*Challenge*: Reproduce every row below, replacing each occurrence of "pinpoint" with "locate" and leaving everything else unchanged.

# Start of Extracted records

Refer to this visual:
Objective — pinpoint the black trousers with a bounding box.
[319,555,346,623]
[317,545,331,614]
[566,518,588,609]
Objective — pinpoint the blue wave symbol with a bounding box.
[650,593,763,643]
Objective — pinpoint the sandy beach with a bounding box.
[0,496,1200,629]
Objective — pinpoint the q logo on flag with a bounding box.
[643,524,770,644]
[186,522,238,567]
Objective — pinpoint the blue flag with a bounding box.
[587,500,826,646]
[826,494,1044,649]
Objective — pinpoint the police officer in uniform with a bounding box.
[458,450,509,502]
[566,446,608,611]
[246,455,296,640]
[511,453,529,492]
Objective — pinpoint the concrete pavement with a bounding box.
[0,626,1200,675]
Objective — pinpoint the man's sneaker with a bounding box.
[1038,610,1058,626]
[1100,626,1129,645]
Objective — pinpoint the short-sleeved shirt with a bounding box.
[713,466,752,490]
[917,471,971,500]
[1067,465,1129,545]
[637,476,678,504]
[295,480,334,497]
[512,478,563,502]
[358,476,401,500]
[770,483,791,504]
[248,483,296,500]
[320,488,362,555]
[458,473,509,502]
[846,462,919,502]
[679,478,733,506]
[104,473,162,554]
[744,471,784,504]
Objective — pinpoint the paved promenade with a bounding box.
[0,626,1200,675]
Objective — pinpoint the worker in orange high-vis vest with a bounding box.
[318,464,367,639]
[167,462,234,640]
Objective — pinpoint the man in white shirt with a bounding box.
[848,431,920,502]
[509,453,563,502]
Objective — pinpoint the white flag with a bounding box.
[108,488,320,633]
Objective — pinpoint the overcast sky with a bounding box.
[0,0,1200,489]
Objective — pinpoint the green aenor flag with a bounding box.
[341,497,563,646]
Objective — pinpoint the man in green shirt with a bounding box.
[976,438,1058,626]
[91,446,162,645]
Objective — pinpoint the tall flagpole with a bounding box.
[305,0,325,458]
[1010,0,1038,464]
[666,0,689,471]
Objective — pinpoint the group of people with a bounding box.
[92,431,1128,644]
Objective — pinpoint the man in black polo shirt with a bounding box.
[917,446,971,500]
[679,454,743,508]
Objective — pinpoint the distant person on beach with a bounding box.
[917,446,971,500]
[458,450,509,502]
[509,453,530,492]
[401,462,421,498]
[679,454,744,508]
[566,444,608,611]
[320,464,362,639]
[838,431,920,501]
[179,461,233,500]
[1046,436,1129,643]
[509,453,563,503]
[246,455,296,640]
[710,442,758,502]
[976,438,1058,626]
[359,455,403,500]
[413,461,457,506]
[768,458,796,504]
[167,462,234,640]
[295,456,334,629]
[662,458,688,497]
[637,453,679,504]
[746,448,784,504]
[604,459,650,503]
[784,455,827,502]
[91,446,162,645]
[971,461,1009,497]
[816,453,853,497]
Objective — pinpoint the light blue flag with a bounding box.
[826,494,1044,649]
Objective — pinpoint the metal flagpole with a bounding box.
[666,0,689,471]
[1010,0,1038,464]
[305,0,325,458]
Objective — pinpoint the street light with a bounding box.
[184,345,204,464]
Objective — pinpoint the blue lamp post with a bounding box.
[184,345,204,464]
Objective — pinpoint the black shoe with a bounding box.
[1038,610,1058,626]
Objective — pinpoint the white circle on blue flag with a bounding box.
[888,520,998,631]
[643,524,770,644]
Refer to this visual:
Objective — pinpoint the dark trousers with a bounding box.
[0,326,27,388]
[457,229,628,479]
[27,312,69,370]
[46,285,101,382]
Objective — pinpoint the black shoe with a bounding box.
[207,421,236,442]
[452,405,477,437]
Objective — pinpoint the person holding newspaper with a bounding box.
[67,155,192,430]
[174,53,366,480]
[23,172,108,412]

# End of Extracted records

*Output below*:
Refer to this visual:
Objective — locate the black trousers with a bounding box.
[319,555,346,623]
[317,545,331,614]
[566,518,588,609]
Objective — locate the blue wave symbol with a bounding box.
[650,593,763,643]
Objective — locate the sandy beach with a bounding box.
[0,496,1200,629]
Objective — locate the q logo on flag with a bounding box.
[643,524,770,644]
[186,522,238,567]
Objective — locate the blue flag with a bounding box.
[587,500,826,646]
[826,494,1044,649]
Objective — locate the police officer in uniform with a bounding box.
[458,450,509,502]
[566,446,608,611]
[246,455,296,640]
[511,453,529,492]
Objective — locate the concrete pavement with a bounding box.
[0,626,1200,675]
Objective — locate the man's sneaker with a bounding box.
[1038,610,1058,626]
[1100,626,1129,645]
Objective — locate the short-sleeved shirt with a bounding box.
[713,466,752,490]
[917,471,971,500]
[1067,465,1129,545]
[637,476,678,504]
[295,480,334,497]
[512,478,563,502]
[358,476,401,500]
[770,483,791,504]
[248,483,296,500]
[320,488,362,555]
[458,473,509,502]
[846,462,919,502]
[679,478,733,506]
[104,473,162,554]
[744,471,784,504]
Objective — locate the paved promenade with a bounding box.
[0,626,1200,675]
Objective — locate the worker in orange high-vis vest with a bounding box.
[318,464,367,639]
[167,462,234,640]
Objective — locate the man in white shirt with a bounding box.
[848,431,920,502]
[509,453,563,502]
Objective — locate the white flag with a bounding box.
[108,488,320,633]
Objective — locate the overcast sky with a bounding box.
[0,0,1200,489]
Objective — locate the green aenor flag with a bounding box.
[341,497,563,646]
Objective — locate the man in green shirt with a bounding box.
[976,438,1058,626]
[91,446,162,645]
Objective — locate the tall flagpole with a bounding box.
[305,0,325,458]
[1010,0,1038,464]
[666,0,689,471]
Objective — locate the group of people with a bounding box.
[92,431,1128,644]
Objective — locate the man in black polo shirt with a bounding box.
[917,446,971,500]
[679,454,743,508]
Objective — locate the distant person on beach with a bounding box.
[917,446,971,500]
[458,450,509,502]
[509,453,530,492]
[401,462,421,498]
[679,454,744,508]
[566,444,608,611]
[320,464,362,639]
[838,431,920,501]
[179,461,233,500]
[1046,436,1129,643]
[509,453,563,503]
[246,455,296,640]
[710,442,758,502]
[976,438,1058,626]
[359,455,403,500]
[413,461,457,506]
[768,458,796,504]
[167,462,234,640]
[295,456,334,629]
[662,458,688,497]
[637,453,679,504]
[746,448,784,504]
[604,459,650,503]
[784,455,827,502]
[91,446,162,645]
[971,461,1009,497]
[816,453,853,497]
Objective — locate the light blue flag with a bounding box.
[826,494,1044,649]
Objective — locate the metal flagpole with a bounding box.
[666,0,689,471]
[1010,0,1038,464]
[305,0,325,458]
Objective — locate the street light with a bounding box.
[184,345,204,464]
Objective — locate the blue lamp post with a bounding box.
[184,345,204,464]
Objective — locate the black shoe with a bounding box.
[1038,610,1058,626]
Objective — locate the white circle on blue flag with a bounding box.
[888,520,998,631]
[643,524,770,644]
Refer to this visual:
Objective — locate the dark trousers with a bounding box.
[0,326,27,388]
[457,229,628,479]
[27,312,69,370]
[46,285,101,382]
Objective — locate the black shoe with a bounding box.
[207,421,236,442]
[452,405,477,437]
Objective — locate the person holding newspaper with a bounding box.
[67,155,192,430]
[174,53,366,480]
[23,172,108,412]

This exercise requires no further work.